#### What is asked
Return only this: the line with "of the eyeglasses" and all the lines that follow it below, through the final one, exactly as they are.

#### Supplied entries
--

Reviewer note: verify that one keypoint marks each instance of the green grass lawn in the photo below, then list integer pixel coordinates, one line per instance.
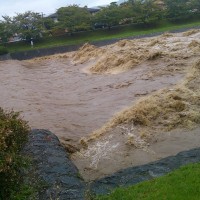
(98, 35)
(181, 184)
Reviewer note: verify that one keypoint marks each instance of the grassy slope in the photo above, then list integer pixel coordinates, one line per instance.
(182, 184)
(79, 38)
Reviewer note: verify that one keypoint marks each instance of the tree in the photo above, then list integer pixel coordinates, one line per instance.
(6, 28)
(110, 15)
(177, 9)
(74, 18)
(145, 12)
(29, 25)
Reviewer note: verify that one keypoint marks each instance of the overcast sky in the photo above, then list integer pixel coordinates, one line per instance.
(10, 7)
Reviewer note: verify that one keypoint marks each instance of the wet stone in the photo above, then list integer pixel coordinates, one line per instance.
(138, 174)
(53, 166)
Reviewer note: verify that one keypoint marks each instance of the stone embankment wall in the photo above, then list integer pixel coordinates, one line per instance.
(52, 165)
(63, 49)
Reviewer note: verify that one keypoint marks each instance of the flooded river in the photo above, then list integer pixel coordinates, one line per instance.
(54, 94)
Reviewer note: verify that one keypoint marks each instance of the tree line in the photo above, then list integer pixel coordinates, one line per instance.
(74, 18)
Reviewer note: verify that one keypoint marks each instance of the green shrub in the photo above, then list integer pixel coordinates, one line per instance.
(3, 50)
(13, 135)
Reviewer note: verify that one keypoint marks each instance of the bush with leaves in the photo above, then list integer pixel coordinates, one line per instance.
(3, 50)
(13, 135)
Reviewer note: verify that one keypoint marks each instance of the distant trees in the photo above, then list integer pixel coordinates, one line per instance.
(29, 25)
(6, 28)
(181, 9)
(74, 18)
(26, 26)
(109, 16)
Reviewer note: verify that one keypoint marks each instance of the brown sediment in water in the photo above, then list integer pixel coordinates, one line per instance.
(74, 94)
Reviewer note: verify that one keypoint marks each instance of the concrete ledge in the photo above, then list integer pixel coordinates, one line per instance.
(53, 166)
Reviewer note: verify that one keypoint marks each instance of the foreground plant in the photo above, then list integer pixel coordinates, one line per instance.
(13, 135)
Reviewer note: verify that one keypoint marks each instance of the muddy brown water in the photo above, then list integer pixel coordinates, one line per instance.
(56, 95)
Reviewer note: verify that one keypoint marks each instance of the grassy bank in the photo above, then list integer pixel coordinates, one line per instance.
(182, 184)
(98, 35)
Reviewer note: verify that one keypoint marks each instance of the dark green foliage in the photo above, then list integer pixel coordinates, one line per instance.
(3, 50)
(182, 184)
(13, 135)
(74, 18)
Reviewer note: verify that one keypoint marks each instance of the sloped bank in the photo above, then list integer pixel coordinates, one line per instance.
(25, 55)
(53, 166)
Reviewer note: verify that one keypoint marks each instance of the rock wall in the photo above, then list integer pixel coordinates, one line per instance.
(51, 164)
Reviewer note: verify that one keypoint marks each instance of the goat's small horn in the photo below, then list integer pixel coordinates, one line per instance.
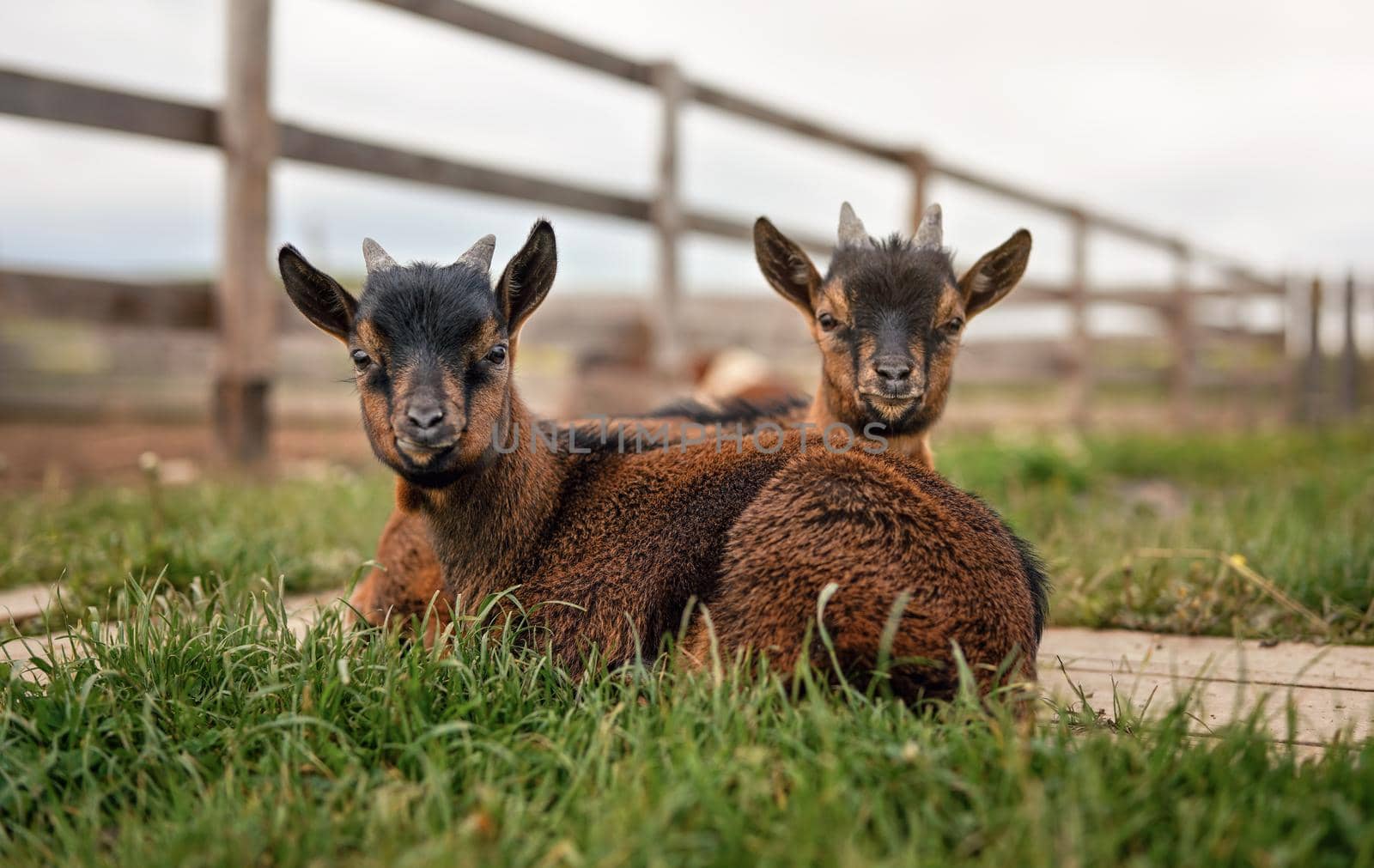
(851, 228)
(480, 254)
(931, 233)
(375, 257)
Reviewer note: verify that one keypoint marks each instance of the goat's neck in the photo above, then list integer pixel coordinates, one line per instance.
(488, 524)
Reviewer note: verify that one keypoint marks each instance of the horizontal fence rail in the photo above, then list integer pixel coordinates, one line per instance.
(251, 137)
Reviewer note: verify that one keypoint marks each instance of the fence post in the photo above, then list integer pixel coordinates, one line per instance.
(668, 217)
(1312, 373)
(1183, 338)
(1080, 378)
(920, 167)
(247, 297)
(1350, 355)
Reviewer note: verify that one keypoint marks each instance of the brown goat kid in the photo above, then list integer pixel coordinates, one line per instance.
(886, 327)
(904, 562)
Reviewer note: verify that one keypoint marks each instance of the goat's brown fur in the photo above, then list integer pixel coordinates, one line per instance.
(407, 577)
(609, 549)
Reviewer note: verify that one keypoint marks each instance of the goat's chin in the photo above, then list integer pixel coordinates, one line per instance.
(910, 419)
(436, 470)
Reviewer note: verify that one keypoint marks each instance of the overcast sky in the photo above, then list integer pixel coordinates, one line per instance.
(1247, 125)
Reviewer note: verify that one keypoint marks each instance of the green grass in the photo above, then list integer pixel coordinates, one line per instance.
(205, 734)
(1295, 506)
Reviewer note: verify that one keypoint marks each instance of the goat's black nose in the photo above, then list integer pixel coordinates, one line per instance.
(425, 415)
(893, 371)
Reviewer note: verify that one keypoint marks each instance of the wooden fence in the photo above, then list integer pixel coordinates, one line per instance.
(244, 305)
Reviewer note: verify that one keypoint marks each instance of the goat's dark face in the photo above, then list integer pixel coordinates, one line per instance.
(888, 315)
(432, 348)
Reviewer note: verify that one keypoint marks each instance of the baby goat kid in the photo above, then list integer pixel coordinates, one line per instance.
(886, 319)
(906, 563)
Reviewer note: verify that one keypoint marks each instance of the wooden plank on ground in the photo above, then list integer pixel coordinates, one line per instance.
(27, 604)
(1332, 689)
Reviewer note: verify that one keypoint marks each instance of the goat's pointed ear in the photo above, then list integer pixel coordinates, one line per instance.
(785, 265)
(996, 274)
(528, 276)
(315, 294)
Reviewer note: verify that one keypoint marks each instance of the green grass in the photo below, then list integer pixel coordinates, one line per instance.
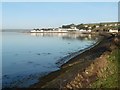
(111, 75)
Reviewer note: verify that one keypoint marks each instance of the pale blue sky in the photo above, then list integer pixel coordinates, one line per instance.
(38, 15)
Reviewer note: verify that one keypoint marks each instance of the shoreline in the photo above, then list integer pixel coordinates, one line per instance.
(70, 63)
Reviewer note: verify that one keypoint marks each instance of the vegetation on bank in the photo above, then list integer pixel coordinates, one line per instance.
(111, 75)
(96, 26)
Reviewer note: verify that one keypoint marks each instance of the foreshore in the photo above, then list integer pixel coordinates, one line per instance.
(77, 66)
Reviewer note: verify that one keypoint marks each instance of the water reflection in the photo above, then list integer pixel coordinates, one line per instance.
(26, 55)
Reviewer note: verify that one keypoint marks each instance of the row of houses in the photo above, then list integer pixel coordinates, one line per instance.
(98, 27)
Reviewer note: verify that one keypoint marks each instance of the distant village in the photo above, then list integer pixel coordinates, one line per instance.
(83, 28)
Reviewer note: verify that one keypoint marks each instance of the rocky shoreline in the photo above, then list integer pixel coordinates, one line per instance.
(82, 70)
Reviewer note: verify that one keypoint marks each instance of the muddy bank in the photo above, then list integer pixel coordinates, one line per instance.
(76, 68)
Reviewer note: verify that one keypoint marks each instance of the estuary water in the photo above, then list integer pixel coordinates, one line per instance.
(28, 56)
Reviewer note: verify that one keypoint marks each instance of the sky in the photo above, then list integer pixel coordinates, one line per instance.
(29, 15)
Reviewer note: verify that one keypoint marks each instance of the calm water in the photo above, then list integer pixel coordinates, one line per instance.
(26, 57)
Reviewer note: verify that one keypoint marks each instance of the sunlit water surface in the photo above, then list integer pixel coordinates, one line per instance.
(28, 56)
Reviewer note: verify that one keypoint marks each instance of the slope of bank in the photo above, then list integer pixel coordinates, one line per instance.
(83, 70)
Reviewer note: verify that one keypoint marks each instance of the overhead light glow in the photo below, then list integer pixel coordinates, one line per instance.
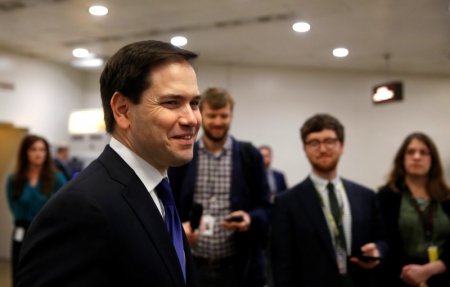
(88, 63)
(98, 10)
(178, 41)
(340, 52)
(80, 53)
(301, 27)
(383, 94)
(88, 121)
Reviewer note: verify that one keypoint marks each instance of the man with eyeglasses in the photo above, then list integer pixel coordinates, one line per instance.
(326, 230)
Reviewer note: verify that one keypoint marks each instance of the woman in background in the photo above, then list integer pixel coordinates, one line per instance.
(29, 188)
(416, 208)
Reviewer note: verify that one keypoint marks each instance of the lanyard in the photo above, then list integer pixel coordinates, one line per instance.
(426, 217)
(329, 217)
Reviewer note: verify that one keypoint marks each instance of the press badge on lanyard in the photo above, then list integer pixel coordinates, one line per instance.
(341, 258)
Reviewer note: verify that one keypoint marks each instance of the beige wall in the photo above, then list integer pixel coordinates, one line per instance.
(10, 138)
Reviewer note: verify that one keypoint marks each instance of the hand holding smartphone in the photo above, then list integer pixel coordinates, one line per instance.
(367, 258)
(234, 219)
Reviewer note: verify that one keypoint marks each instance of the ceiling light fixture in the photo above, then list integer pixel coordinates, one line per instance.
(85, 63)
(389, 91)
(80, 53)
(301, 27)
(178, 41)
(340, 52)
(98, 10)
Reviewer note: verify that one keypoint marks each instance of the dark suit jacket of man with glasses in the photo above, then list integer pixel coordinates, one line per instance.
(306, 243)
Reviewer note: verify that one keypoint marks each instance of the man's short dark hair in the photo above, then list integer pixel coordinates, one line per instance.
(320, 122)
(128, 70)
(216, 98)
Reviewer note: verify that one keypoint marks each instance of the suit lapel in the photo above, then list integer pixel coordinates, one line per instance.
(315, 215)
(140, 201)
(355, 212)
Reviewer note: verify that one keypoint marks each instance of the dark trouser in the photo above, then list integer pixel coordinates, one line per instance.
(216, 273)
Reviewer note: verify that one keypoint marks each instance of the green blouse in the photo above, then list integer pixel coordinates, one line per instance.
(412, 229)
(31, 200)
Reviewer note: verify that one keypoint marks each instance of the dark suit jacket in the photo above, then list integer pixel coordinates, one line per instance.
(302, 249)
(101, 229)
(280, 181)
(249, 192)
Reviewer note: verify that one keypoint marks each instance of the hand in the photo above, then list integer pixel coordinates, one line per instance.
(369, 249)
(414, 274)
(192, 236)
(242, 226)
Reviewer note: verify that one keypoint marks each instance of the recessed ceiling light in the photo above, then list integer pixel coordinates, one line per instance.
(80, 52)
(98, 10)
(88, 63)
(178, 41)
(340, 52)
(301, 27)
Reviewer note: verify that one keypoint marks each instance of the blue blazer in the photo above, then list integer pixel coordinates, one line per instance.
(302, 250)
(102, 229)
(249, 192)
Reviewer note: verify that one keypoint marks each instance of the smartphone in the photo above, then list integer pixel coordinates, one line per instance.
(234, 219)
(195, 214)
(367, 258)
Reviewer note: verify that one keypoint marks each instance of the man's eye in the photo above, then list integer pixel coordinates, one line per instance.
(195, 104)
(170, 103)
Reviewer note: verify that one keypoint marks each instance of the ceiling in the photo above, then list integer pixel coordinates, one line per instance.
(415, 33)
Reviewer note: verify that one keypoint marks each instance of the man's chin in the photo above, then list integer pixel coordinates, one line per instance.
(182, 159)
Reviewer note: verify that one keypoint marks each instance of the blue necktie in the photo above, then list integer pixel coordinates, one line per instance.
(172, 220)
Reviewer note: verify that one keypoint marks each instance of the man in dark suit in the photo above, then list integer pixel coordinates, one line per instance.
(109, 226)
(227, 178)
(323, 226)
(275, 178)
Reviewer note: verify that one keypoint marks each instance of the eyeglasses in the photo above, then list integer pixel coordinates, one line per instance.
(328, 143)
(421, 152)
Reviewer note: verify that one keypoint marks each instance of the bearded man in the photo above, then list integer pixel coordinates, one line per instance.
(326, 230)
(227, 178)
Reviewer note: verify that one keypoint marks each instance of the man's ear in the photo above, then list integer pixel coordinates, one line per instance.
(121, 107)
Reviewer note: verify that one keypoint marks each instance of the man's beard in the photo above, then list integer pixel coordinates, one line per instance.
(213, 138)
(325, 168)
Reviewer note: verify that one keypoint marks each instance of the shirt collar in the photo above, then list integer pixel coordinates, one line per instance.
(321, 183)
(226, 147)
(149, 175)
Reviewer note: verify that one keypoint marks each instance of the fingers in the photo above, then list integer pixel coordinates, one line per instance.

--

#### Final result
Reviewer note: verify that one keypoint marks each instance of the eyeglasses in the photo above, then list integer pixel coordinates, one line per instance.
(328, 143)
(421, 152)
Reviewer note: verify that one keypoint marks each instance of the bearded man in the photo above, then list integer pixel coordinates, one line per instance.
(326, 230)
(227, 178)
Reviewer note: verify that one keypoint marks each instance of the man's ear in the photo above, then list integer pixel coordinates, one line per instance.
(121, 107)
Reviewer note: verify that one keypoint marks each instance of the man's beard in the photo above, then list integer pixel coordinates, one line per instance.
(213, 138)
(325, 168)
Reviewer note: verify that one keypoint marks each instance of the shirt collar in the photo above, then list integer pixel coordinates, one line per instance.
(321, 183)
(226, 147)
(149, 175)
Reviewer note: verify that one keypoint marks each instance of the fingers in the photo above, then list integer pixel coordinates, one line per instance.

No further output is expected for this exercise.